It's MORNING EDITION from NPR News. I'm Steve Inskeep.

RENEE MONTAGNE, host:

And I'm Renee Montagne. Good morning.

If you phrase it just the right way, this sounds like an obvious goal: President Obama says he wants to stop Americans who move their money overseas to avoid taxes. He says he's restoring fairness and balance, as promised in his campaign.

INSKEEP: The trouble is, some business groups don't want to phrase it just the president's way. They say the president's plan would put American companies at a disadvantage against their foreign competitors. Even some members of his own party aren't sure about the goal. NPR'S Tom Gjelten reports.

TOM GJELTEN: In presenting his proposed tax reform, President Obama noted that U.S. corporations that earn hundreds of billions of dollars overseas each year get away with paying barely two percent in U.S. taxes. The U.S. Treasury loses out, so do American workers who see their jobs disappear when their employers go abroad to take advantage of the lower tax rates.

President BARACK OBAMA: And that's why today, I'm announcing a set of proposals to crack down on illegal overseas tax evasion, close loopholes and make it more profitable for companies to create jobs here in the United States.

GJELTEN: The Obama plan would beef up the IRS to go after wealthy tax cheats with overseas accounts, but most of the provisions target U.S. corporations. They would find it harder, for example, to write off tax payments made to foreign governments or to take deductions for expenses involved in generating overseas profits. The idea is that U.S. companies that do business strictly in the U.S. should not have to face higher taxes than those U.S. companies with overseas operations.

But there's another comparison that also comes into play here, between a U.S. company that's dong business somewhere overseas and a foreign company doing business in the same country. Foreign companies right now are generally taxed even less than U.S. companies. Marty Regalia, chief economist at the U.S. Chamber of Commerce, says the Obama plan would take away the overseas tax benefits for U.S. companies that were put in place to balance their tax obligations with those of their foreign competitors.

> **SUPPLIED INFORMATION**

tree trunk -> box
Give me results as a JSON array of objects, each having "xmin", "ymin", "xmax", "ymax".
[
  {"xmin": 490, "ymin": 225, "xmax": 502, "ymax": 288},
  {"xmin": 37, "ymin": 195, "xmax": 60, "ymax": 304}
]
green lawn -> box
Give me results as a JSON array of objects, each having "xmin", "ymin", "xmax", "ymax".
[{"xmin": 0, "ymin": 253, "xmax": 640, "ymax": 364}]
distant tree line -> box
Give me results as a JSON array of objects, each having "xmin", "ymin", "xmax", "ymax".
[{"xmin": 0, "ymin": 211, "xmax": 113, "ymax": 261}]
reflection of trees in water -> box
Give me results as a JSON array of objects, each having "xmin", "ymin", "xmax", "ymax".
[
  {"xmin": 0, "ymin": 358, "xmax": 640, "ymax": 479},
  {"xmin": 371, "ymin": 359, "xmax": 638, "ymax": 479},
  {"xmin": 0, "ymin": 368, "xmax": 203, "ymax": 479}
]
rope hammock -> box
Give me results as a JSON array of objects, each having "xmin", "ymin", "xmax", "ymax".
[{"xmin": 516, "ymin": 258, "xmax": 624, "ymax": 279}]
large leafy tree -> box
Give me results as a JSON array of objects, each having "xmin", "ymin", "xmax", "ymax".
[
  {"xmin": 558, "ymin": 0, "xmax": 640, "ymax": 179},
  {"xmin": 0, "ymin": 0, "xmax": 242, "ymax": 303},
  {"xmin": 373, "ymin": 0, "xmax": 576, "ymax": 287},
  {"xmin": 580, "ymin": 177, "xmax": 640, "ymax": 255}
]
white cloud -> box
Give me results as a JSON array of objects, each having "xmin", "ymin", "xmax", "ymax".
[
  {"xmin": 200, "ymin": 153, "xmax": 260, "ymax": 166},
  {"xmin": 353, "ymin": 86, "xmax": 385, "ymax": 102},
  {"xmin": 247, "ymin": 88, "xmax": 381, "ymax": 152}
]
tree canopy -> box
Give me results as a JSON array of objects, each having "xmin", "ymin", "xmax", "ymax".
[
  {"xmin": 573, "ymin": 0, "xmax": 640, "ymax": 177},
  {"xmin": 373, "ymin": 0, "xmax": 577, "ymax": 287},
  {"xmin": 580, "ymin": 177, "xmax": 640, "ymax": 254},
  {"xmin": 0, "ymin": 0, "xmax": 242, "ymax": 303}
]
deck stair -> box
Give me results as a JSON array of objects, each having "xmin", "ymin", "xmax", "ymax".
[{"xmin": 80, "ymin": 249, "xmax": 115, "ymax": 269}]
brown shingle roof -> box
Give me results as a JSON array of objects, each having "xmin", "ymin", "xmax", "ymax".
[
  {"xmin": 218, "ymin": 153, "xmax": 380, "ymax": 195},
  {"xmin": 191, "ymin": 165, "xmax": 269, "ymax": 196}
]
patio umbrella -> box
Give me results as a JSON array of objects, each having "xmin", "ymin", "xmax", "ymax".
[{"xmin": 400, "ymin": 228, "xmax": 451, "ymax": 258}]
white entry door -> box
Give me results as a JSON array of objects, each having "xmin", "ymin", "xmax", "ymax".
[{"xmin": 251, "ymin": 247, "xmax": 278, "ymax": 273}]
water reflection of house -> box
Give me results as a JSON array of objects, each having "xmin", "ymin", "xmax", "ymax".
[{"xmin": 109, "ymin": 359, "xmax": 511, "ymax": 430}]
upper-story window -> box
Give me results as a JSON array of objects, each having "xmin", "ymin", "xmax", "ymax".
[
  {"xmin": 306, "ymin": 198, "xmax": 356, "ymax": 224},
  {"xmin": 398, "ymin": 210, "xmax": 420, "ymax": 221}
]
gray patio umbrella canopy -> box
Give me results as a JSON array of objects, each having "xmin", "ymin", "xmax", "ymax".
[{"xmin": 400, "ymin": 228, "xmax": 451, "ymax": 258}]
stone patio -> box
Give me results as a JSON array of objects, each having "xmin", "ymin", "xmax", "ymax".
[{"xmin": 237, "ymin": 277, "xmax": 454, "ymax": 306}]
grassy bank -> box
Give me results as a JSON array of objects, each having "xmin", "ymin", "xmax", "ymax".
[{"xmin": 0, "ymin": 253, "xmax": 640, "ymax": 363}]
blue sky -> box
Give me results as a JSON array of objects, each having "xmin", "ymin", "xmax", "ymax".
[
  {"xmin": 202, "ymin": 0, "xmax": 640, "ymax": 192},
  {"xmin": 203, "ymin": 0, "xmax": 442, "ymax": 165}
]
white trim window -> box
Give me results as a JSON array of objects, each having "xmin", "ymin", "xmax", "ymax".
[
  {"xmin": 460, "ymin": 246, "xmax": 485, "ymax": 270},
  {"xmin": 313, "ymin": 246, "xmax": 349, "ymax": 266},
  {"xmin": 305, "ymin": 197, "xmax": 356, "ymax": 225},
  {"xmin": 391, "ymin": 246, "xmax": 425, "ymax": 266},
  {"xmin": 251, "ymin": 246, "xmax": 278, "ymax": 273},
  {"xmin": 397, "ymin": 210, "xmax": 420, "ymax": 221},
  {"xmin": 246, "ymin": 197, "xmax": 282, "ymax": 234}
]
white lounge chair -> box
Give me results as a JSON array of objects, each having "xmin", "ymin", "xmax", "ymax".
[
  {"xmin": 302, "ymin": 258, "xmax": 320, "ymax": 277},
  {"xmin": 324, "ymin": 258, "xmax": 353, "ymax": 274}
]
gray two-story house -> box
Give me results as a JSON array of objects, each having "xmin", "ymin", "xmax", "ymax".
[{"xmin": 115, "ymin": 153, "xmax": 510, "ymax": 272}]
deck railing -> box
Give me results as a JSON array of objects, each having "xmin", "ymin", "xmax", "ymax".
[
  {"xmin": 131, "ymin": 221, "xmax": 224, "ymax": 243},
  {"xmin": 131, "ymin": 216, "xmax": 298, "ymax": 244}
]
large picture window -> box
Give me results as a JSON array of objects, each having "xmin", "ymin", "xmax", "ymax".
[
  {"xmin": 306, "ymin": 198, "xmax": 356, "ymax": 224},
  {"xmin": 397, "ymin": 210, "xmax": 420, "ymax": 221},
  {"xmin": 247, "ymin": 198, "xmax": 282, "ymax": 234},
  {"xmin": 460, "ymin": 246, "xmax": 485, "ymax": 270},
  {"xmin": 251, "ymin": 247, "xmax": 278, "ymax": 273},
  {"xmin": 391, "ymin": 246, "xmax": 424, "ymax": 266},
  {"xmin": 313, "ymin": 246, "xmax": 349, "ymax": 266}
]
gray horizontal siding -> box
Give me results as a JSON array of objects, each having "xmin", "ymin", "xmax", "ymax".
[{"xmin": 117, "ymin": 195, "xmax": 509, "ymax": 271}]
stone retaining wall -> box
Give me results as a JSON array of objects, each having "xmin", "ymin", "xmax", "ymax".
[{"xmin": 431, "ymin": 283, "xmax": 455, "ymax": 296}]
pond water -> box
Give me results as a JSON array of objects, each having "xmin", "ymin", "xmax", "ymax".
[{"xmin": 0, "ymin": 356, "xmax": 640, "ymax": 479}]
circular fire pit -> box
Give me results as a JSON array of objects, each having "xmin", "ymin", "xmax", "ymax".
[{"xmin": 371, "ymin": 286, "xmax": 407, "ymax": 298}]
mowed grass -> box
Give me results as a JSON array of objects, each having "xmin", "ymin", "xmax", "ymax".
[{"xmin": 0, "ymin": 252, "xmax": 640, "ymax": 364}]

> **EXERCISE**
According to the report on President Obama's tax proposal, what share of U.S. taxes do U.S. corporations pay on the hundreds of billions of dollars they earn overseas each year?

> **PROBLEM SOLUTION**
Barely two percent.